**TEXT SECTION**
* * * * * * * * *
The second part of the universal solution is for real estate pros to build a listing presentation that addresses each of these problems before they arise. Details on how to do that are below:
1. If they’re uncooperative on price, prepare a very thorough comparative market analysis. Show sellers all the research that you used to select the properties you chose for the final CMA. Offer your pricing recommendation, but let sellers choose — and “own” — the list price.
2. Sellers believe the way they live in their house is the way they can sell it. Ask sellers if they are planning to do any work to prepare it for the sale. If they are, use your judgment to determine whether they will follow through or not. Share examples and anecdotes of how house cleaning, reorganizing, renovations, and so forth have helped homes sell faster and for more money.
3. Describe the entire pending process, from offer acceptance to closing. As you go through this, cover other stumbling blocks and how you work to prevent or address them.
4. Go over the entire negotiating process, from interested buyers to accepted offer. Also, explain pitfalls and emotional turbulence and describe how you will be their advocate.
5. If they’re uncooperative on commission, sometimes you will simply have to walk away. When possible, build so much value into your marketing plan that sellers are reluctant to even ask you to adjust your commission.
* * * * * * * * *
**DATA BLOCK**
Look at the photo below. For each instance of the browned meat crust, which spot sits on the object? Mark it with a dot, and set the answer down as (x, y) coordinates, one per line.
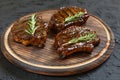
* * * * * * * * *
**GOALS**
• a. In the real estate advice, what should agents prepare when sellers won't cooperate on price?
• b. Pick up the real estate advice after its last point and keep writing.
The listing has nothing to do with the real estate advice.

**ANSWERS TO THE EXERCISE**
• a. A very thorough comparative market analysis.

• b.
6. Show proof that what you do works. Continuously check for agreement. If and when they challenge you, make a note and return to it after they are impressed with your entire effort.
7. When it comes to personality conflicts, make sure you’re self-aware. Determine your personality style, and your strengths and weaknesses. Learn to recognize others’ personality types, and figure out which will naturally conflict with yours. Learn strategies for adapting.
8. Get sellers’ mortgage balances. Find out what else they plan to pay off with the proceeds. Then complete a detailed net sheet. Use a conservative sale price. Inflate the numbers a bit, so you can assure them it will likely be more in their pocket.
All of these bases can be covered either in conversations with owners over the phone before making an appointment or during the listing presentation. Top practitioners have spent years interacting, building, rehearsing, presenting, adjusting, and improving. Solving these problems consistently comes out of that effort.